- _Extrait à lire_

'''

Il ne fait jour que lorsque Jésus
est là en personne. Mais, courage ! Le
moment où la nuit est la plus noire est
précisément celui où vont se
montrer les premières lueurs de
l'aurore ! La nuit est avancée, voici
bientôt le point du four !
Ceci n'est point affaire d'intelligence,
de curiosité, ou matière à
discussions, mais doit aboutir à quelque
chose de pratique que nous allons
indiquer :
1° A une attitude. Puisque
Jésus doit revenir bientôt,
« soyons comme celui qui attend son
maître. »
(Luc 12, 35 - 38), Qu'Il nous trouve
prêts à l'accueillir avec des
transports de joie, veillant, priant, étant
sobres et travaillant avec lui et pour lui à
l'exécution de ses desseins d'amour.
2° Nous sommes appelés par
cette même pensée de arrivée
prochaine de notre Maître à nous
dépouiller des oeuvres issues des
ténèbres et que les
ténèbres favorisent et à nous
revêtir des armes de lumière.
Paul traite ce sujet d'une manière plus
détaillée et approfondie dans son
épître aux siens
(chap. 4, 22 et
24 ;
chap. 5, 11 à 14 ;
chap. 6, 11 à 20). Les
oeuvres sont un vêtement, une chose qui se
voit, une manifestation extérieure de ce que
nous sommes. On pense pouvoir découvrir le
caractère d'une personne par l'examen de son
écriture ou de sa démarche, ou des
traits de son visage ; on le pourrait tout
aussi bien par l'aspect de ses vêtements. Tel
vêtement, tel homme ; telle enveloppe
extérieure, telle âme. Pour se
dépouiller des oeuvres mauvaises,
c'est-à-dire du vêtement d'orgueil et
de vanité d'égoïsme et de
méchanceté, il faut tout d'abord que
les sentiments impurs soient détruits. C'est
là le travail du Saint-Esprit. Vois
n'ignorez pas qu'il procède du dedans au
dehors. Il ne s'agit point d'une toilette tout
extérieure destinée à
satisfaire les convenances et à sauvegarder
les apparences. Défions-nous des
séductions du Diable. Il s'ingénie
sans se lasser à nous détacher du
centre pour nous attirer à la
surface.
Les armes de lumière sont
aussi un vêtement qui frappe le regard mais
qui a son point de départ et son point
d'appui au dedans C'est parce que nous sommes
intérieurement revêtus du Seigneur
Jésus, c'est parce qu'il remplit et
pénètre nos pensées, nos
coeurs et nos volontés que nous prenons la
livrée et l'armure du
chrétien.
Remarquons que ce que l'apôtre
nous invite à endosser, ce n'est ni une robe
de chambre ou un coin de feu, - qui
éveillent les idées de repos, de
tranquillité, de rêverie pleine de
charme ; - ni une redingote ou un habit de
cérémonie, - qui éveillent
l'idée de fêtes ou de plaisirs, - mais
une armure. La vie chrétienne n'est
ni une douce quiétude, un délicieux
farniente, ni une réjouissance
perpétuelle ; elle est avant tout une
action, un combat. Le chrétien est un
soldat. Il lutte sans cesse pour défendre sa
vie et celle de ses frères sans cesse
menacées. Les fameuses lois de la lutte pour
l'existence et de l'entraide ne doivent s'exercer
nulle part d'une manière plus rigoureuse que
dans la société des enfants de
Dieu.

'''

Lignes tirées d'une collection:

'''

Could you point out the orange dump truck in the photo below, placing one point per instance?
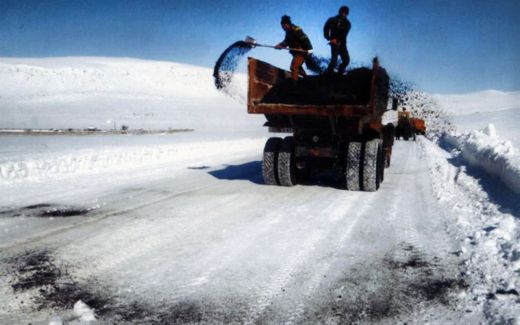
(334, 124)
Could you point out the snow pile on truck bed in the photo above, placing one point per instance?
(485, 150)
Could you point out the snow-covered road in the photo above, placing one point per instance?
(210, 243)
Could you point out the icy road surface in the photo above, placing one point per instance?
(207, 242)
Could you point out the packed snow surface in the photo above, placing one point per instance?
(179, 228)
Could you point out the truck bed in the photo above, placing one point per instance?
(362, 93)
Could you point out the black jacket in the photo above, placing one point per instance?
(296, 38)
(337, 28)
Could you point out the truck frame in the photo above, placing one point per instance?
(349, 139)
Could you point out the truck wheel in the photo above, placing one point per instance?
(270, 161)
(381, 163)
(286, 163)
(371, 172)
(388, 158)
(353, 164)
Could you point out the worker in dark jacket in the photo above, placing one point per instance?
(295, 38)
(335, 31)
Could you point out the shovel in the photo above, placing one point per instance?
(252, 42)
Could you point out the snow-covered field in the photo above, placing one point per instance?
(178, 228)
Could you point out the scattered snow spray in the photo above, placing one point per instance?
(421, 105)
(227, 64)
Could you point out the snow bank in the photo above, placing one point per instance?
(78, 92)
(115, 159)
(478, 102)
(488, 238)
(485, 150)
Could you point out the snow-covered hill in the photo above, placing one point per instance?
(179, 228)
(474, 111)
(77, 92)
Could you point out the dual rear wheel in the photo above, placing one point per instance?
(364, 164)
(278, 165)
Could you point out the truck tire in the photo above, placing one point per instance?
(352, 168)
(381, 157)
(286, 163)
(371, 172)
(270, 161)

'''

- _Les consignes_
(1) Recopiez fidèlement l'extrait sur la vie chrétienne, de « (Luc 12, 35 » à « armes de lumière. ».
(2) Rédigez la suite de l'extrait sur la vie chrétienne à partir de sa dernière phrase.
Ces lignes n'ont aucun lien avec l'extrait sur la vie chrétienne.

- _Corrigé de l'exercice_
(1)
(Luc 12, 35 - 38), Qu'Il nous trouve
prêts à l'accueillir avec des
transports de joie, veillant, priant, étant
sobres et travaillant avec lui et pour lui à
l'exécution de ses desseins d'amour.
2° Nous sommes appelés par
cette même pensée de arrivée
prochaine de notre Maître à nous
dépouiller des oeuvres issues des
ténèbres et que les
ténèbres favorisent et à nous
revêtir des armes de lumière.

(2)
Le chrétien attaque aussi
l'Ennemi. Sa panoplie, ou armure
complète, ne comprend pas seulement des
armes défensives : casque, cuirasse,
bouclier, etc., mais aussi des armes offensives,
entre autres une épée,
« l'épée de l'Esprit qui
est la Parole de Dieu. » Toutes ces armes
sont prises dans le grand arsenal divin ;
elles ont été forgées dans la
lumière d'En-Haut ; dès lors,
elles peuvent paraître au grand jour de la
terre ; elles y brilleront du plus vif
éclat. Le serviteur de Christ, qui est un
chevalier de la Croix, reçoit son armure des
mains mêmes de son divin Chef. Une fois
armé, il ne fait pas une guerre sourde,
dissimulée ; il n'emploie pas la ruse
et les faux-fuyants ; mais il va droit
à l'ennemi et le regarde en face comme jadis
David devant Goliath.
La vertu maîtresse d'un chevalier
n'est-elle pas la loyauté en même
temps que le loyalisme, l'entier dévouement
à la cause et à Celui qui l'incarne
dans sa personne adorable ?
Toute guerre, en effet, réclame
du soldat certaines qualités
essentielles : il faut qu'il soit toujours en
éveil, l'oeil ouvert, l'oreille au guet,
qu'il ne perde jamais de vue que l'ennemi est
là dans les ténèbres de la
nuit et que sa tactique c'est la surprise.
Au soldat du Christ, comme au soldat de
nos armées, l'exercice est indispensable. Il
doit apprendre à manier ses armes
« de la droite et de la
gauche. »
(2 Cor. 6, 7.) Sans cela il est bien
emprunté et bien maladroit ; il risque
de se blesser ou de se tuer avec ses propres armes.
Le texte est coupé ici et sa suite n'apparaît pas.